**TASK LIST**
• A. In the passage on Afghanistan's election, what share of the vote did Hamid Karzai win for president?
• B. Reproduce word for word the part of the passage on Afghanistan's election starting with "For the first" and going on through "cast their ballots.".
• C. Name every person identified by name in the passage on Afghanistan's election.

**SOURCE PASSAGE**
- - -

Navy SEAL Stephen Toboz back in Afghanistan
Sgt Jade Fry meets with local Afghan women in a voter registration center in Kandahar City. The presence of female soldiers displays America's resolve as a democracy to give equal rights to all its citizens
KARZAI'S COURAGE
In 2004, our FOX News team went back to Afghanistan to see how things had changed. Defying most of the critics in the so-called mainstream media, the people of what many considered to be an "impossible place to hold an election" had gone to the polls and chosen their first democratically elected leader.
For the first time in history, Afghan women went to the polls and cast ballots. They emerged triumphantly from the polling places with upraised purple index fingers or thumbs. In a live broadcast, I described it as the "indelible stain of democracy." Despite threats from Taliban propagandists and apologists that they would be killed for voting, people walked for miles—sometimes through minefields—just to cast their ballots.
The result was the selection of Hamid Karzai, a tall, ascetic man as the leader of their Loya Jirga, or legislative body.
Hamid Karzai
Hamid Karzai was living in Quetta, Pakistan, in 1999 when his father was gunned down in cold blood. The killers were agents of the Taliban government in Karzai's native Afghanistan. The killing was a warning to Karzai. He had been working to see the former king, Zahir Shah, reinstated in power.
The day his father was murdered was when Hamid Karzai dedicated his life to defeating the Taliban. And he didn't have to wait long to see his dream realized. Once the United States went to war in Afghanistan, Karzai emerged as a leader with the Northern Alliance forces, commanding a force of three thousand Pashtun fighters. With them, he helped wrest Kandahar from the Taliban and became the chairman of the transitional administration a month later when he met with other Afghan leaders in Bonn, Germany. Six months later, a council of tribal, civic, and religious leaders voted him the interim president of the country.
The road ahead promised to be rocky. He had his hands full trying to rebuild his nation, defeat the remnants of the Taliban, and dodge multiple assassination attempts. Two years later he won 55 percent of the vote for president in the first national election in Afghanistan's history. And all of this because American soldiers, sailors, airmen, and Marines were willing to fight back against those who had started a Jihad against us.

- - -

[Natural-language object grounding data]
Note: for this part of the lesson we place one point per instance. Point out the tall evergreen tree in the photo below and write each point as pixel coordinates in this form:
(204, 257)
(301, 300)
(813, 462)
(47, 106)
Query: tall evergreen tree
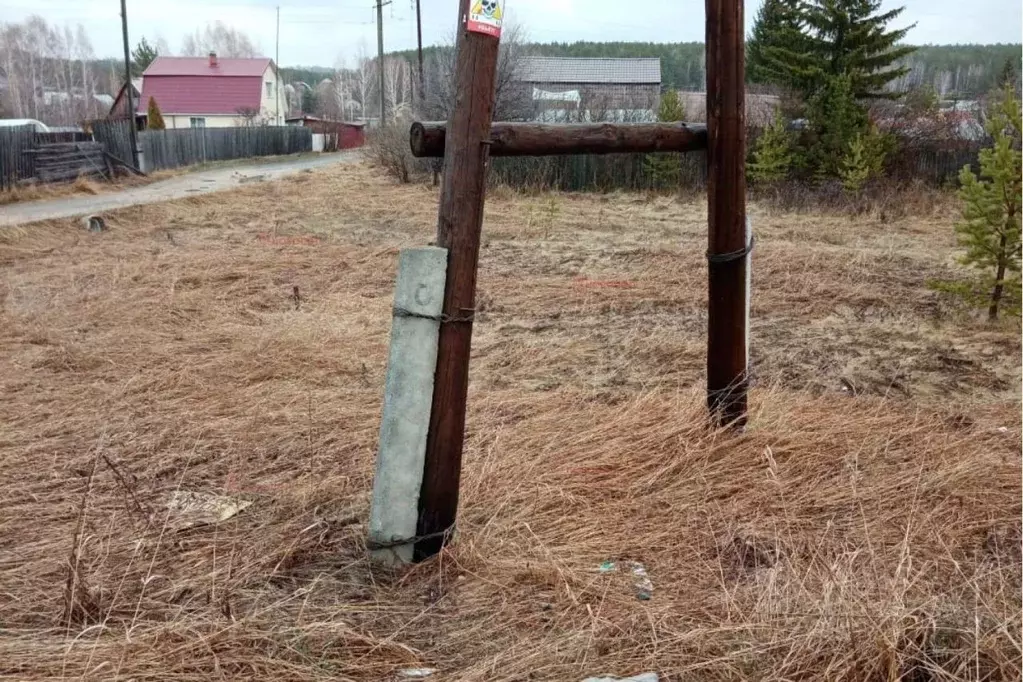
(142, 56)
(776, 26)
(991, 208)
(841, 39)
(1008, 75)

- - -

**SOLUTIONS**
• A. 55 percent

• B.
For the first time in history, Afghan women went to the polls and cast ballots. They emerged triumphantly from the polling places with upraised purple index fingers or thumbs. In a live broadcast, I described it as the "indelible stain of democracy." Despite threats from Taliban propagandists and apologists that they would be killed for voting, people walked for miles—sometimes through minefields—just to cast their ballots.

• C. Stephen Toboz, Jade Fry, Hamid Karzai, Zahir Shah